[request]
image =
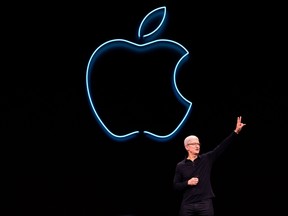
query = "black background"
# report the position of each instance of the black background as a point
(56, 159)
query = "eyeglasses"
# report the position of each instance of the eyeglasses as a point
(193, 144)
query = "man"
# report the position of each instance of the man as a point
(192, 175)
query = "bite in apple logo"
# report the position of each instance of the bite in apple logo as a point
(148, 44)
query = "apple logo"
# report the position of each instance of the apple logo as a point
(148, 44)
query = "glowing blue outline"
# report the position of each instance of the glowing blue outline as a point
(177, 92)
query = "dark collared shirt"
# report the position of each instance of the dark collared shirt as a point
(201, 168)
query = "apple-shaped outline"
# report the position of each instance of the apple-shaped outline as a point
(125, 43)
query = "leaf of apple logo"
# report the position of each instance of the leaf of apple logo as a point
(148, 44)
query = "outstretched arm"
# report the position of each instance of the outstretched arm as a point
(239, 125)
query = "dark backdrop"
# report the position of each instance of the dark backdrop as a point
(56, 159)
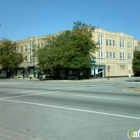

- [Task directions]: Rewrite all of the rows above with "position" replaced by "location" and nothing else changed. Leave the pictures out.

- [Solution for this task]:
[request]
image =
query = "black background"
# report the location of each instance of the black background as a point
(56, 159)
query = "eyeglasses"
# report the location of each instance of the eyeglasses as a point
(193, 144)
query = "man"
# report the location of each instance of the man as a point
(192, 175)
query = "bite in apple logo"
# report the location of each instance of the bite in apple logo as a point
(148, 44)
query = "apple logo"
# report the location of each instance of the apple logo as a point
(148, 44)
query = "glowing blue outline"
# report the location of each instance of the glowing blue outline as a point
(177, 92)
query = "dark collared shirt"
# report the location of each instance of the dark collared shirt as a point
(201, 168)
query = "apple-shaped outline"
# report the location of each instance of the apple-shaped outline as a point
(125, 43)
query = "leaf of apple logo"
# report the location of each instance of the leaf of apple logo as a point
(148, 44)
query = "outstretched arm"
# report the location of each instance of the outstretched arm as a point
(239, 125)
query = "dark backdrop"
# report the location of each instance of the dark backdrop as a point
(56, 159)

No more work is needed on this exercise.